Exercise requirements – Copy every record below exactly.

Supplied records –
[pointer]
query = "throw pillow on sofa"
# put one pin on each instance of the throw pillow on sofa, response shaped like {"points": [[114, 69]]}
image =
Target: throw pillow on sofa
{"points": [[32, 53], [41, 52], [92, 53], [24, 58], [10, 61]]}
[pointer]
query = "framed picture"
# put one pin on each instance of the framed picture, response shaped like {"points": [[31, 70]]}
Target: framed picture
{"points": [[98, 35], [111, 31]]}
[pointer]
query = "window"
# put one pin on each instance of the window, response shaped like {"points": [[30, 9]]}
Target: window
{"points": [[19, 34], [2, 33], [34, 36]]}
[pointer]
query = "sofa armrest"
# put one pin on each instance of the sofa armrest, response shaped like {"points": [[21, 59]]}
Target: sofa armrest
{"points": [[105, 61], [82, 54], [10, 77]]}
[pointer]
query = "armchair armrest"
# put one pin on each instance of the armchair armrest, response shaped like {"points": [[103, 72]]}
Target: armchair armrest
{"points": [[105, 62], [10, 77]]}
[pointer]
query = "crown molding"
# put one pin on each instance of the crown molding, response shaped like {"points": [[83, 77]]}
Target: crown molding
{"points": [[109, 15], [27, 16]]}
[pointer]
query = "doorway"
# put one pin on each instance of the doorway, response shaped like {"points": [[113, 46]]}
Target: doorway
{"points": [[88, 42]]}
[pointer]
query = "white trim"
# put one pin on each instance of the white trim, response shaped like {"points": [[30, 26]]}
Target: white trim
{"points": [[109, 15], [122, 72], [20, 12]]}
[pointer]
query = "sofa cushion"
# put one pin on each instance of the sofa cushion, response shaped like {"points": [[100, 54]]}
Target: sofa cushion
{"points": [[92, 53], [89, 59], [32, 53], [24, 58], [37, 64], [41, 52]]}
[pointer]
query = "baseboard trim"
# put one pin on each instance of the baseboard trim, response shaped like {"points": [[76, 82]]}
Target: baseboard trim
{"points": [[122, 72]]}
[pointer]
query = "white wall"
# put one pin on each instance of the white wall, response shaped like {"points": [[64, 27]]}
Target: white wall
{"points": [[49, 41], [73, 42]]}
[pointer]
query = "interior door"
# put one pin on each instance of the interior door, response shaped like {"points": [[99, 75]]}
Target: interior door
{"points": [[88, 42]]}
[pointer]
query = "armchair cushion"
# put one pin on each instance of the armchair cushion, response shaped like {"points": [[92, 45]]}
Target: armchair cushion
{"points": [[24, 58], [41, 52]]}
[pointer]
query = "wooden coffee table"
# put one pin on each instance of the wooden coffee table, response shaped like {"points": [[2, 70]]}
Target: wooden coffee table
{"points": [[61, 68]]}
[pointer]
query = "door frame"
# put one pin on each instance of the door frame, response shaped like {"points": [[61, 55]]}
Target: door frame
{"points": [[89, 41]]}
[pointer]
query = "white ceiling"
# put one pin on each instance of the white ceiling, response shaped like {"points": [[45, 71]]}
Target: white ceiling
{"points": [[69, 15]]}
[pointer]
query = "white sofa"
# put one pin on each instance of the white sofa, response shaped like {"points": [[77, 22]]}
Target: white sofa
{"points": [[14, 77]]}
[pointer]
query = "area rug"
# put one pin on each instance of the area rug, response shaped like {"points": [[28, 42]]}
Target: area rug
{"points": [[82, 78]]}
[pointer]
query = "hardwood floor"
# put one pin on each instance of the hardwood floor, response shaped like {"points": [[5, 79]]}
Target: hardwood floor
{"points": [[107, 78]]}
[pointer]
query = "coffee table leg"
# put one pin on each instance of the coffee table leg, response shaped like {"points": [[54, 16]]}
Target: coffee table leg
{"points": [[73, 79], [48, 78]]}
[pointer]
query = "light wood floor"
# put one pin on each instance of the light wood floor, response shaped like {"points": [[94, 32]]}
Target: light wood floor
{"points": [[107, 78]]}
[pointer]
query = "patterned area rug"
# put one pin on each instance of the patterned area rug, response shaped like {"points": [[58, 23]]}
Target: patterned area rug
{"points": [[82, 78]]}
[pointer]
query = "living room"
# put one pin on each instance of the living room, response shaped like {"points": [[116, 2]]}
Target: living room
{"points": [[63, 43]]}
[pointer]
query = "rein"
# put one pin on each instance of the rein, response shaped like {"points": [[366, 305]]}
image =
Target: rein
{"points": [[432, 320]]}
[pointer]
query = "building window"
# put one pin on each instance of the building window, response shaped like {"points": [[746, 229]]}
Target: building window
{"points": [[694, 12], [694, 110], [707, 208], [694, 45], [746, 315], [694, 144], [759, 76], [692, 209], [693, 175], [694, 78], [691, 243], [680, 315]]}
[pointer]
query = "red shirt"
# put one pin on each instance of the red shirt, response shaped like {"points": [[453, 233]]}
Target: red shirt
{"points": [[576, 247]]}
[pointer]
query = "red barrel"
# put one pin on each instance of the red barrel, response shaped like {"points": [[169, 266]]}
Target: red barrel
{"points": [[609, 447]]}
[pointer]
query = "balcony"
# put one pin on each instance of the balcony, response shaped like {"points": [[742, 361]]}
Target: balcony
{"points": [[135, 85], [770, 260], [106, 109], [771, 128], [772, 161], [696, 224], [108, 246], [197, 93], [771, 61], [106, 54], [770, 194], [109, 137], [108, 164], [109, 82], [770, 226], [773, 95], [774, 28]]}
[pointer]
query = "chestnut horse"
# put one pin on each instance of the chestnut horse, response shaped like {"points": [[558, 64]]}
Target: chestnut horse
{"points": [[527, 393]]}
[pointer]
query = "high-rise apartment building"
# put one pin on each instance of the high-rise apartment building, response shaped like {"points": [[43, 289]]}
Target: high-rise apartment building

The solution –
[pointer]
query = "throw pillow on sofa"
# put one pin on each instance of the throw pillow on sofa, response shaped like {"points": [[114, 69]]}
image =
Target: throw pillow on sofa
{"points": [[32, 53], [41, 52], [92, 53], [24, 58], [10, 61]]}
[pointer]
query = "framed picture"
# put one pin on each instance of the framed picture, response shaped like {"points": [[31, 70]]}
Target: framed picture
{"points": [[98, 35], [111, 31]]}
[pointer]
query = "window"
# put one pin on each instance of the window, response shaped like {"points": [[30, 9]]}
Target: window
{"points": [[19, 34], [2, 33], [34, 36]]}
[pointer]
query = "sofa armrest"
# put one pin on each instance of the sofa armrest, response shaped like {"points": [[21, 59]]}
Target: sofa armrest
{"points": [[105, 61], [82, 54], [10, 77]]}
[pointer]
query = "armchair armrest"
# put one pin on each instance of the armchair armrest, response shaped like {"points": [[103, 72]]}
Target: armchair armrest
{"points": [[105, 62], [10, 77]]}
[pointer]
query = "crown molding"
# put one pin on each instance of the crown molding, response shaped like {"points": [[83, 77]]}
Target: crown molding
{"points": [[109, 15], [27, 16]]}
[pointer]
query = "doorway"
# put one pin on each instance of the doorway, response shaped like {"points": [[113, 46]]}
Target: doorway
{"points": [[88, 42]]}
[pointer]
query = "white trim"
# put one pin on each instance of the white trim, response shaped like {"points": [[30, 26]]}
Target: white trim
{"points": [[109, 15], [122, 72], [20, 12]]}
[pointer]
query = "sofa cushion"
# put one pin on each instance of the sofa cushion, response shaped like {"points": [[100, 54]]}
Target: sofa cushion
{"points": [[92, 53], [89, 59], [32, 53], [24, 58], [37, 64], [41, 52]]}
[pointer]
query = "baseboard trim"
# put one pin on each instance of the baseboard trim, response shaped like {"points": [[76, 82]]}
Target: baseboard trim
{"points": [[122, 72]]}
[pointer]
query = "white wall"
# put one pin on each instance of the white wall, response shaped like {"points": [[64, 27]]}
Target: white wall
{"points": [[49, 41], [73, 42]]}
[pointer]
query = "interior door"
# put one pin on each instance of the interior door, response shaped like {"points": [[99, 75]]}
Target: interior door
{"points": [[88, 42]]}
[pointer]
query = "armchair cushion"
# put one pin on each instance of the armchair cushion, response shaped like {"points": [[92, 45]]}
Target: armchair cushion
{"points": [[24, 58], [41, 52]]}
[pointer]
query = "wooden coffee table"
# put one pin on each instance of the wooden coffee table, response shaped like {"points": [[2, 70]]}
Target: wooden coffee table
{"points": [[61, 68]]}
[pointer]
query = "door frame"
# put one pin on each instance of the door frame, response shaped like {"points": [[61, 55]]}
Target: door frame
{"points": [[89, 41]]}
[pointer]
query = "white ceiling"
# put one pin on each instance of the white ceiling, response shaped like {"points": [[45, 71]]}
Target: white ceiling
{"points": [[69, 15]]}
[pointer]
query = "white sofa"
# put one pin on each instance of the white sofa, response shaped like {"points": [[77, 22]]}
Target: white sofa
{"points": [[14, 77]]}
[pointer]
query = "area rug"
# put one pin on each instance of the area rug, response shaped like {"points": [[28, 42]]}
Target: area rug
{"points": [[82, 78]]}
[pointer]
query = "hardwood floor"
# put one pin on each instance of the hardwood floor, response shaped like {"points": [[5, 79]]}
Target: hardwood floor
{"points": [[107, 78]]}
[pointer]
query = "coffee table leg"
# put one pin on each instance of the coffee table leg, response shaped like {"points": [[54, 16]]}
Target: coffee table leg
{"points": [[73, 79], [48, 78]]}
[pointer]
query = "light wood floor"
# put one pin on each instance of the light wood floor, response shaped like {"points": [[94, 32]]}
Target: light wood floor
{"points": [[107, 78]]}
[pointer]
query = "patterned area rug"
# put one pin on each instance of the patterned area rug, response shaped like {"points": [[58, 23]]}
Target: patterned area rug
{"points": [[82, 78]]}
[pointer]
query = "living room"
# put one pin on each instance of the living room, response shaped like {"points": [[116, 2]]}
Target: living room
{"points": [[63, 43]]}
[pointer]
query = "rein"
# put one pin on each instance of the rein, response shaped like {"points": [[366, 305]]}
image =
Target: rein
{"points": [[432, 320]]}
[pointer]
query = "building window"
# put one pin on each instance of the building window, response shaped like {"points": [[746, 229]]}
Target: building window
{"points": [[694, 12], [694, 110], [707, 208], [694, 45], [746, 315], [694, 144], [759, 76], [692, 209], [693, 175], [694, 78], [691, 243], [680, 315]]}
[pointer]
query = "red shirt"
# put one pin on each instance of the red shirt, response shaped like {"points": [[453, 233]]}
Target: red shirt
{"points": [[576, 247]]}
[pointer]
query = "red barrel"
# put one pin on each instance of the red barrel, response shaped like {"points": [[169, 266]]}
Target: red barrel
{"points": [[609, 447]]}
[pointer]
query = "balcony"
# put one pin on each instance of the balcony, response shaped like {"points": [[742, 361]]}
Target: balcony
{"points": [[135, 85], [770, 260], [106, 109], [771, 128], [772, 161], [696, 224], [108, 246], [197, 93], [771, 61], [106, 54], [770, 194], [109, 137], [108, 164], [109, 82], [770, 226], [773, 95], [774, 28]]}
[pointer]
query = "chestnut horse"
# put one pin on each instance of the chestnut horse, response shaped like {"points": [[558, 64]]}
Target: chestnut horse
{"points": [[527, 393]]}
[pointer]
query = "high-rise apartment building"
# put one pin on each instance of the high-rise apartment building, response shaped like {"points": [[43, 289]]}
Target: high-rise apartment building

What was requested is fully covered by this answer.